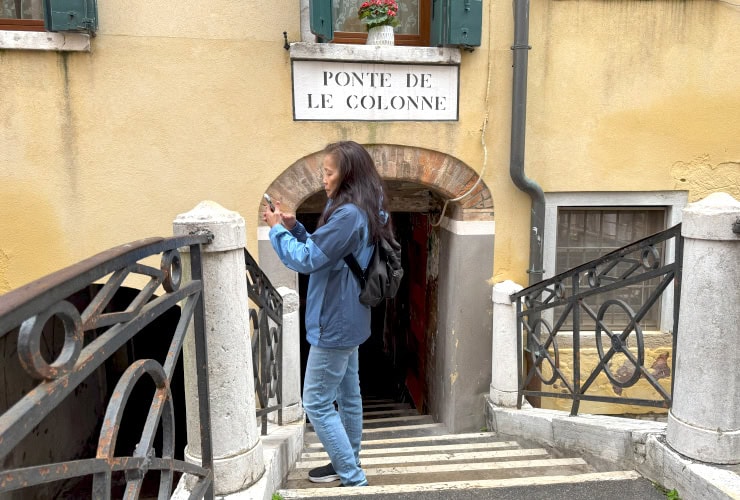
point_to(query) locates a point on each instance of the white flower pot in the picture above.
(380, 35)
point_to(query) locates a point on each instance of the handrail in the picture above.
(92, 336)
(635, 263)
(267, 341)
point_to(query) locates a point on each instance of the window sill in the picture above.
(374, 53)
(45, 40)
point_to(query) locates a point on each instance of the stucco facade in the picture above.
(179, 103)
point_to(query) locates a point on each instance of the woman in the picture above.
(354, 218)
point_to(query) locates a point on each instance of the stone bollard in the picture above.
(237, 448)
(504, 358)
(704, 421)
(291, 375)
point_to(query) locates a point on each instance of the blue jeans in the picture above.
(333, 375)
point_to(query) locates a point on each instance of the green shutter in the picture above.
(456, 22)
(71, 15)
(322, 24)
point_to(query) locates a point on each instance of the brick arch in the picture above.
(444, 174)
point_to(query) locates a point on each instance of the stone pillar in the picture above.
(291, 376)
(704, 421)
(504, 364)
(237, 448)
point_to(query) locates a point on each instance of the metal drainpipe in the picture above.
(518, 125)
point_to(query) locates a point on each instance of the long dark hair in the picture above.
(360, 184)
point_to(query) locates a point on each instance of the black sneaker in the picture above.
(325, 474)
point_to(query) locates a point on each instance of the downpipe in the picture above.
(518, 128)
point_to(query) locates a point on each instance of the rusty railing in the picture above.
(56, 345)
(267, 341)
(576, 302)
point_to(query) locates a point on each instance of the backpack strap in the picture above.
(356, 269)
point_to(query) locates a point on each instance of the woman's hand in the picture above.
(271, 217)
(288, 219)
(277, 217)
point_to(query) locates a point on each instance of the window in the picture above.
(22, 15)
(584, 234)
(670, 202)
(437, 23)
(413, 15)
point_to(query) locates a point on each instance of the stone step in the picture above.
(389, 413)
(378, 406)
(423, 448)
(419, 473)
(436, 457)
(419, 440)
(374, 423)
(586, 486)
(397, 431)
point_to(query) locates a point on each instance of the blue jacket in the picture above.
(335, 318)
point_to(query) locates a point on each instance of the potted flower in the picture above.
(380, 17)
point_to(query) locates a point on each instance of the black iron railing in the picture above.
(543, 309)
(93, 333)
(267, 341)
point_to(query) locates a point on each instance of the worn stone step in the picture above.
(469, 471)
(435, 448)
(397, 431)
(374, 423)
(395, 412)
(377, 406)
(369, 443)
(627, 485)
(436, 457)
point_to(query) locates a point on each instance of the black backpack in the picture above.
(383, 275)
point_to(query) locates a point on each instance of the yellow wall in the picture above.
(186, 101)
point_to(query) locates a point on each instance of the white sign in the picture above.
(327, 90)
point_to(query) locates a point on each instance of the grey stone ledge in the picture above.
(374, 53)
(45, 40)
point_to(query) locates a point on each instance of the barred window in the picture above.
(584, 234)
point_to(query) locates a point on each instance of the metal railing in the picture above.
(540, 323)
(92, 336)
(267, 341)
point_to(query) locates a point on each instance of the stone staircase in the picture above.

----------------

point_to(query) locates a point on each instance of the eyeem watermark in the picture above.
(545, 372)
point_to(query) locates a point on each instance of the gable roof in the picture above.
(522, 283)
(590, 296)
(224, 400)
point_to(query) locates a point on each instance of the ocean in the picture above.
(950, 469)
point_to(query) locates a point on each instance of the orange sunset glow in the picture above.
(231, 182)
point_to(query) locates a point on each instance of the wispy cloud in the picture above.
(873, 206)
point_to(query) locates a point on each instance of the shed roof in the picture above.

----------------

> _YOUR INSTRUCTIONS_
Everything from the line with "point_to(query) locates a point on each instance of the wispy" through the line with "point_to(query) locates a point on each instance of the shed" in the listing above must be retyped exactly, with nothing added.

> _WRITTEN RESPONSE_
point_to(query) locates a point on each instance of the wispy cloud in the picture above.
(873, 206)
point_to(query) locates a point on each instance of the shed roof in the picture above.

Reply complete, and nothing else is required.